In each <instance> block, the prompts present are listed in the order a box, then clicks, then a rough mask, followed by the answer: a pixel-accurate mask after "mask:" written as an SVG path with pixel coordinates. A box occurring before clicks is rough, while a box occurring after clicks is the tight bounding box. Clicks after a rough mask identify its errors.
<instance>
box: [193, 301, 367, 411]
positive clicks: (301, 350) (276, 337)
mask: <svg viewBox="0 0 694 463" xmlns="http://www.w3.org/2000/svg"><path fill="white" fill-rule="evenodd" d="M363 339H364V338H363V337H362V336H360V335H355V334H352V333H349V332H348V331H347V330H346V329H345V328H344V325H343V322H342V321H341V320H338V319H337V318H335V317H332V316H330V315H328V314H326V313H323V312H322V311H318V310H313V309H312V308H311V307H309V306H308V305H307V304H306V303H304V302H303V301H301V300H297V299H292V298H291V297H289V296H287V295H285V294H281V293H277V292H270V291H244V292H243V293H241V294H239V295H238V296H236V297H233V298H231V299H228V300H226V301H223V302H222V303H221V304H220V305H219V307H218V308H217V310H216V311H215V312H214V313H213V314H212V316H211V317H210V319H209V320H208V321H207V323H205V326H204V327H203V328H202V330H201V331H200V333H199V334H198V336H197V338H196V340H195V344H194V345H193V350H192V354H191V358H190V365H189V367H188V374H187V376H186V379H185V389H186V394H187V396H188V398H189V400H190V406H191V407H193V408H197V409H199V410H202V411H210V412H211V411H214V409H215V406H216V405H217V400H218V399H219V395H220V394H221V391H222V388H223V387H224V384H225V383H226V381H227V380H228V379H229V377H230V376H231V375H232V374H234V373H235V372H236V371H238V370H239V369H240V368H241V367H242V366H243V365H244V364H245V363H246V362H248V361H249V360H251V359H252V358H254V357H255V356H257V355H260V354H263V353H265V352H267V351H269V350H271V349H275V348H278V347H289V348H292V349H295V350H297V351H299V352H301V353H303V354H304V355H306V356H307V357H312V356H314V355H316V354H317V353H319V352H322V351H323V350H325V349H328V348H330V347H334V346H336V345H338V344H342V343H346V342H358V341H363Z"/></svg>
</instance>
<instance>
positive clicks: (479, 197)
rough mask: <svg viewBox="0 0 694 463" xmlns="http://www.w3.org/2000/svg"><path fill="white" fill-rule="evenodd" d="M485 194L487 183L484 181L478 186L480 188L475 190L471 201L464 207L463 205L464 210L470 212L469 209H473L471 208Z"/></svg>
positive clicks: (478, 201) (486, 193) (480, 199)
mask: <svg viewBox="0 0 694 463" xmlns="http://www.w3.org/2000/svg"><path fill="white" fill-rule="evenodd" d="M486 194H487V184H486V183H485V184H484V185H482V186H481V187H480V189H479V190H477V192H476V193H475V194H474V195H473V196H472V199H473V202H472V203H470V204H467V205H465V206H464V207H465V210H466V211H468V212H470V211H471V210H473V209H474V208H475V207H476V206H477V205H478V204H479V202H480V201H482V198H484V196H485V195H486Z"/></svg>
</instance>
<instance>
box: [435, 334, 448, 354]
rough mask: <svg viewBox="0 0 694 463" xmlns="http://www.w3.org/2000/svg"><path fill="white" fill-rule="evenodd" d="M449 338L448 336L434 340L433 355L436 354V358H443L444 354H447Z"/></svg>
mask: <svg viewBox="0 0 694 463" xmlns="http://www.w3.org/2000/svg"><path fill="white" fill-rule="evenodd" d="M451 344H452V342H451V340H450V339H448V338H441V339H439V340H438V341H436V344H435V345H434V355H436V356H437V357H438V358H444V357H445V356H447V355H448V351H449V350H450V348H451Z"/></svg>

-.-.-

- [Exercise objective]
Can you reproduce all the material exactly?

- [Finished task]
In each <instance> block, the prompts present are listed in the order a box, then clicks, then a rough mask, followed by the answer: a pixel-accurate mask after "mask:" written as an SVG path with pixel coordinates. A box occurring before clicks is rough, while a box occurring after clicks is the tight bounding box. Clicks after a rough mask identify its errors.
<instance>
box: [193, 301, 367, 411]
positive clicks: (301, 350) (276, 337)
mask: <svg viewBox="0 0 694 463" xmlns="http://www.w3.org/2000/svg"><path fill="white" fill-rule="evenodd" d="M363 339H364V338H363V337H362V336H360V335H355V334H352V333H349V332H348V331H347V330H346V329H345V328H344V325H343V322H342V321H341V320H338V319H337V318H335V317H332V316H330V315H328V314H326V313H323V312H322V311H318V310H313V309H312V308H311V307H309V306H308V305H307V304H306V303H304V302H303V301H301V300H297V299H292V298H291V297H289V296H287V295H285V294H281V293H277V292H270V291H244V292H243V293H241V294H239V295H238V296H236V297H233V298H231V299H228V300H226V301H223V302H222V303H221V304H220V305H219V307H218V308H217V310H216V311H215V312H214V313H213V314H212V316H211V317H210V319H209V320H208V321H207V323H205V326H204V327H203V328H202V330H201V331H200V333H199V334H198V336H197V338H196V340H195V344H194V345H193V350H192V354H191V358H190V365H189V367H188V374H187V376H186V379H185V389H186V394H187V396H188V398H189V400H190V406H191V407H193V408H197V409H199V410H202V411H210V412H211V411H214V409H215V406H216V405H217V400H218V399H219V395H220V394H221V391H222V388H223V387H224V384H225V383H226V381H227V380H228V379H229V377H230V376H231V375H232V374H234V373H235V372H236V371H238V370H239V369H240V368H241V367H242V366H243V365H244V364H245V363H246V362H248V361H249V360H251V359H252V358H254V357H255V356H257V355H260V354H263V353H265V352H267V351H269V350H271V349H275V348H278V347H289V348H292V349H295V350H297V351H299V352H301V353H303V354H304V355H306V356H307V357H312V356H314V355H316V354H317V353H319V352H322V351H323V350H325V349H328V348H330V347H334V346H336V345H338V344H342V343H346V342H358V341H363Z"/></svg>
</instance>
<instance>
positive clicks: (479, 197)
rough mask: <svg viewBox="0 0 694 463" xmlns="http://www.w3.org/2000/svg"><path fill="white" fill-rule="evenodd" d="M485 194L487 183L484 181L478 186L480 188L475 190L471 201L464 207L463 205L464 210L470 212L469 209H473L471 208Z"/></svg>
positive clicks: (478, 201) (486, 193) (480, 199)
mask: <svg viewBox="0 0 694 463" xmlns="http://www.w3.org/2000/svg"><path fill="white" fill-rule="evenodd" d="M486 194H487V184H486V183H485V184H484V185H482V186H481V187H480V189H479V190H477V192H476V193H475V194H474V195H473V196H472V199H473V202H472V203H470V204H467V205H465V206H464V207H465V210H466V211H468V212H470V211H471V210H473V209H474V208H475V207H476V206H477V205H478V204H479V202H480V201H482V198H484V196H485V195H486Z"/></svg>
</instance>
<instance>
box: [435, 334, 448, 354]
rough mask: <svg viewBox="0 0 694 463" xmlns="http://www.w3.org/2000/svg"><path fill="white" fill-rule="evenodd" d="M449 338L448 336L434 340L433 355L436 354V358H443L444 354H447Z"/></svg>
mask: <svg viewBox="0 0 694 463" xmlns="http://www.w3.org/2000/svg"><path fill="white" fill-rule="evenodd" d="M451 344H452V342H451V340H450V339H448V338H441V339H439V340H438V341H436V344H435V345H434V355H436V356H437V357H438V358H444V357H445V356H447V355H448V351H449V350H450V348H451Z"/></svg>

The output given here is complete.